Items from a data source

==========

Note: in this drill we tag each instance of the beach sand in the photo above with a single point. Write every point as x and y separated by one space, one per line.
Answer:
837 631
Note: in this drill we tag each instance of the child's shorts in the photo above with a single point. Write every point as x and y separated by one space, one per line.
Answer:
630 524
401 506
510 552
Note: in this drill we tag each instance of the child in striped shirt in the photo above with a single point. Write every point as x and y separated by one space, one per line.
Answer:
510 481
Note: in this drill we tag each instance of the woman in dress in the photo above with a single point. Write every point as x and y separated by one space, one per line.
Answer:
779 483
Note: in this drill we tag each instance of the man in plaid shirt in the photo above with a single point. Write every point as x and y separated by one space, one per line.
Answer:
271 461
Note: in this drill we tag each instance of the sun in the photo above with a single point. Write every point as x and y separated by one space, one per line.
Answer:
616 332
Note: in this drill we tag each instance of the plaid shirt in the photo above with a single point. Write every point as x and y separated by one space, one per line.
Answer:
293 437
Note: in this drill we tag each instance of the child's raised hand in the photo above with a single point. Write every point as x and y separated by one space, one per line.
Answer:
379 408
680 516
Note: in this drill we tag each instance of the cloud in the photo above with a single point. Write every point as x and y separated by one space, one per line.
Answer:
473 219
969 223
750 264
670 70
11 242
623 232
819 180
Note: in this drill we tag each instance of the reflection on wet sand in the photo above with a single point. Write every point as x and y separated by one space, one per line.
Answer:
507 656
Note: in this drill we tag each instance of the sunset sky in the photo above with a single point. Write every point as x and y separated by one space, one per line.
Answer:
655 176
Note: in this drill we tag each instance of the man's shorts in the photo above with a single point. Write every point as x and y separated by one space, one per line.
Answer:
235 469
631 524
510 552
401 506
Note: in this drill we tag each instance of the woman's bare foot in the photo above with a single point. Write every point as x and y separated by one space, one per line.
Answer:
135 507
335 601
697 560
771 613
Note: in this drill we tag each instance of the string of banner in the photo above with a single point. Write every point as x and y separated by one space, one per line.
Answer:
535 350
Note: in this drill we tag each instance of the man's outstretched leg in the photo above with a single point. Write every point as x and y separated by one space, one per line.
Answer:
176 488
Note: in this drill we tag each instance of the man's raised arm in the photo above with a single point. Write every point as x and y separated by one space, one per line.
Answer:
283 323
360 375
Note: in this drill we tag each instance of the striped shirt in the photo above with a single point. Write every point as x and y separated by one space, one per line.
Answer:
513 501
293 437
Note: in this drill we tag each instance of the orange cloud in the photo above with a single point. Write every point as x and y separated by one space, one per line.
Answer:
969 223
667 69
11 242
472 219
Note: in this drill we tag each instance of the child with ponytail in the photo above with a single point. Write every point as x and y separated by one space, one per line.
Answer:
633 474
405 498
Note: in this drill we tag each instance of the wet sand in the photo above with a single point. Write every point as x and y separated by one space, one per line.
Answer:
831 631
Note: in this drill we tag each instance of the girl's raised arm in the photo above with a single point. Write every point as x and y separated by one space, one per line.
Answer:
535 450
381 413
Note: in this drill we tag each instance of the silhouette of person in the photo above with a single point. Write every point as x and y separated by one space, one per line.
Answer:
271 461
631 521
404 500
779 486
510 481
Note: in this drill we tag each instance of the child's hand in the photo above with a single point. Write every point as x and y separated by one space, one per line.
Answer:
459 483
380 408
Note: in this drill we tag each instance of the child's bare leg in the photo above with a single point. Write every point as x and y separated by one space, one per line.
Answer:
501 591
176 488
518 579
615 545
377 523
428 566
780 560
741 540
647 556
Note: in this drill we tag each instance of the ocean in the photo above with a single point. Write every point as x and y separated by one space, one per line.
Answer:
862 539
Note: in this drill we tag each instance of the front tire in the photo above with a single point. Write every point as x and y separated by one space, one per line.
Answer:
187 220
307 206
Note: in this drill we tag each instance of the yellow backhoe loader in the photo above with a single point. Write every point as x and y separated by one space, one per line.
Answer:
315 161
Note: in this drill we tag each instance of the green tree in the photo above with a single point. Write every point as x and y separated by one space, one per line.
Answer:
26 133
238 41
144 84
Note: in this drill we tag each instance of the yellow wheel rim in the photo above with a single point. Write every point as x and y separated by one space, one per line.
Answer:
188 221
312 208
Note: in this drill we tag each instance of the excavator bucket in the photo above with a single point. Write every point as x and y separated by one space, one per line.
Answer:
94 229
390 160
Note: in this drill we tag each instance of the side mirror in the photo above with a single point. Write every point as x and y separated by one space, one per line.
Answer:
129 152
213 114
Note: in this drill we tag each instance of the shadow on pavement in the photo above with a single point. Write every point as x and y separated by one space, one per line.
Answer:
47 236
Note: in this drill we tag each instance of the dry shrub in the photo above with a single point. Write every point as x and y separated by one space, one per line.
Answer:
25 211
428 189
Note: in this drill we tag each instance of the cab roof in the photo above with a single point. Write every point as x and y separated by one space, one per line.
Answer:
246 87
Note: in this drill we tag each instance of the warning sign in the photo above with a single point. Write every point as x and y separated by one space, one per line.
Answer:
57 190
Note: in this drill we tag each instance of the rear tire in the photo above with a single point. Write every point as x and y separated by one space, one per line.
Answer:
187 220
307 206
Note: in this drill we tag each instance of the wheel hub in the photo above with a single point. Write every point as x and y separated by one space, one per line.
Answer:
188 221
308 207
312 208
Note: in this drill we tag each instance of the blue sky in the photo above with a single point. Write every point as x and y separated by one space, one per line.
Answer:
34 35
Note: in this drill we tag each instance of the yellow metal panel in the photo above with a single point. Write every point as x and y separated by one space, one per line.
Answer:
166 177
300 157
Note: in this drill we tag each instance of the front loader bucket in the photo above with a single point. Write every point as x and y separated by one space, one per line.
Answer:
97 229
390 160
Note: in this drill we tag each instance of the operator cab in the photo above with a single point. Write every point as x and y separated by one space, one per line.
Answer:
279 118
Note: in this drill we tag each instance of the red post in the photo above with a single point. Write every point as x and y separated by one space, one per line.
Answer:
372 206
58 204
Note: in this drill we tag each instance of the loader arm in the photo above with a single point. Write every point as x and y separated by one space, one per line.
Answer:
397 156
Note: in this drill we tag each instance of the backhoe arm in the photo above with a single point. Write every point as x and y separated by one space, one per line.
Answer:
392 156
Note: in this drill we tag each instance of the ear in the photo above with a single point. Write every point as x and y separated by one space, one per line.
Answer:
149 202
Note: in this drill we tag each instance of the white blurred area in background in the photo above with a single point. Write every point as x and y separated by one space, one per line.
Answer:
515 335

==========

Exercise objective – Write out the full listing, keeping every line exactly as it is.

Solution to this exercise –
Note: in this drill we tag each instance of the beach sand in the photo above with a single point. Write every point as x and y separated by one space, one per line.
Answer:
837 631
Note: in this drill we tag each instance of the child's shorts in the photo above with a single point. Write every point as x and y separated by one space, one per line.
Answer:
630 524
401 506
510 552
Note: in this drill we tag each instance of the child in striped shirt in the photo above with a single point. Write every point as x and y separated by one space, one per line.
Answer:
510 481
Note: in this drill we tag each instance of the woman in dress in the photo above with a single point. Write every point as x and y separated by one space, one per line.
Answer:
779 483
Note: in this drill we tag each instance of the man in plaid shirt in the photo above with a single point. Write every point as x and y separated by one space, one per line.
Answer:
271 461
Note: in this drill we tag each instance of the sun in the photo above with a single point. Write every point as x and y separated by one space, one per line.
Answer:
616 332
Note: in this drill we tag each instance of the plaid shirt in the photo above with a single point. Write every point as x and y separated by one space, one per line.
Answer:
293 437
Note: in this drill we tag each instance of the child's raised hand in the photo above with a single point. Write every point as x and y separated by one space, one per line.
Answer:
379 408
680 516
Note: in this drill we tag each instance of the cloud in the photo above with a single point. Write every point as x and y separated by one space, one per line.
Answer:
473 219
969 223
750 264
670 70
11 242
623 232
819 180
Note: in this drill we tag each instance of the reflection on wet sand in the photo above with a single point. Write every point as x and y separated by one space, one per line.
Answer:
507 656
Note: in this drill we tag each instance of the sunset sky in the photo above with a single point. Write every point as x and y separated by one space, one per line.
Answer:
655 176
Note: in this drill we tag each instance of the man's shorts in the photo above with a single point. Write every point as x and y separated by one space, one per line.
Answer:
235 469
631 524
510 552
401 506
Note: in this drill we tag each instance of the woman's bare foot in the photo above with a single point. Write every point as x and y separated by one space, one per line.
Answer:
135 507
335 601
697 560
771 613
Note: in this drill we tag each instance of the string of banner in the photo above with a single point. Write every point as x and y separated by one space, one per line.
Answer:
535 350
Note: in this drill we tag each instance of the man's outstretched leg in the photo above with a single point. Write every point as x and y separated by one space, one per line.
Answer:
176 488
Note: in this drill we tag each instance of the man's raised arm in the photo above with a single point. Write every point as x and y separated by one space, one per line.
Answer:
283 323
360 375
Note: in this drill we tag each instance of the striped shirt in the photo above with a single point. Write every point as x and y separated by one space, one per line.
Answer:
513 501
293 437
Note: in this drill we tag each instance of the orange cloud in the photo above with a single point. Write every point as x and y separated by one space, one per line.
Answer:
969 223
667 69
11 242
472 219
Note: in this drill we tag each instance of the child with ponytail in the photo above with a single point. Write every point as x and y separated by one space, one per line.
Answer:
633 474
405 498
Note: in this drill we tag each instance of the wet sand in the photo above with a single point. Write every point as x and y separated by one space, one per line.
Answer:
831 631
Note: in this drill we tag each instance of the girl's raised arm in the photo above with a single point. Write every point as x and y separated by one space, one per line.
Answer:
535 450
381 413
Note: in this drill we tag each instance of the silhouette of person in the photo above with a single point. Write every point as x and y separated by one space, one per line.
Answer:
271 461
631 521
404 500
779 486
510 481
Note: in this drill we tag each instance of the child's hand in the photo above with a single point. Write every point as x and y separated by one space, one per line.
Answer:
459 483
380 408
Note: in this drill we tag each instance of the child's bare leg in the photo above with a single point. Write every point as x and y separated by one space, one per line.
Answer:
501 591
176 488
518 579
615 545
377 523
428 566
780 560
741 540
647 556
Note: in this drill we tag each instance of the ocean in the photo above with a single point. Write every point as x and y separated by one space, one per line.
Answer:
862 539
Note: in this drill we tag each instance of the front tire in the photo above with a single point. Write every point as x and y separated by one space, one per line.
Answer:
187 220
307 206
Note: in this drill we tag each instance of the yellow backhoe loader in the photo above with a single point. Write every point as x and y separated by one space, one per line.
Answer:
315 161
Note: in this drill we tag each instance of the green tree in the photo above with a single point. Write every point as x and y separated by one space, one per line.
Answer:
26 133
238 41
144 84
Note: in this drill we tag each instance of the yellow wheel rim in the photo above with a single point. Write every point as x and y separated by one space, one per line.
Answer:
188 221
312 208
Note: in this drill we tag each instance of the excavator bucket in the photo above with a single point. Write every point as x and y separated by one space, one per line.
Answer:
94 229
390 160
Note: in this drill we tag each instance of the side mirror in the photo above with a single point. Write every point as x and y separated by one space, one per line.
Answer:
129 152
213 114
Note: in this drill we tag each instance of the shadow on pavement in the photo above with a single point. Write every point as x and y separated by one space, one per line.
Answer:
47 236
Note: in this drill we tag each instance of the dry shrub in the photo above with a single point. Write every point as x and y separated by one space, one per line.
Answer:
25 211
428 189
Note: in this drill we tag each instance of the cab roof in the photo above with a single point. Write every point as x and y separated by one space, one per line.
Answer:
246 87
Note: in this drill we tag each instance of the warning sign in the photo above with a single point. Write every point as x and y separated by one space, one per line.
Answer:
57 190
Note: in this drill we tag each instance of the rear tire in the photo above with a single point. Write every point as x and y separated by one space, one per line.
Answer:
187 220
307 206
Note: in this drill we tag each instance of the wheel hub in the photo above with a single point. Write every point as x and y separated by one space, one per line.
Answer:
188 221
308 207
312 208
Note: in this drill we tag each instance of the blue sky in the photo above with a single point. Write every point as x and y separated by one space, one per line.
Answer:
34 35
Note: in this drill we tag each instance of the yellow metal panel in the photo above with a single point. Write every point as x and y separated by one space, one per line.
Answer:
166 177
300 157
Note: in this drill we tag each instance of the front loader bucket in the photo above with a single point. Write every point as x and y separated by one space, one per line.
Answer:
97 229
390 160
Note: in this drill we tag each instance of the operator cab in the photo above with a single point. Write every point as x and y separated by one space, one per line.
Answer:
279 118
Note: in this drill we tag each instance of the red post in the photo above with a single point. Write every point as x and y separated by one space, one per line.
Answer:
372 206
58 204
Note: in this drill we tag each instance of the loader arm in the photo above with a single point. Write every point as x and y separated by one space, one per line.
Answer:
397 156
Note: in this drill we tag each instance of the backhoe arm in the photo above with a single point. Write every point as x and y separated by one space, one per line.
Answer:
392 156
Note: in this drill we tag each instance of the ear in the photo above with a single point. Write every point as x and y separated by one space, one per line.
Answer:
149 202
Note: in this drill we tag each instance of the white blurred area in background in the photo above with a single point. Write every point as x and y separated by one space, one per line.
Answer:
515 335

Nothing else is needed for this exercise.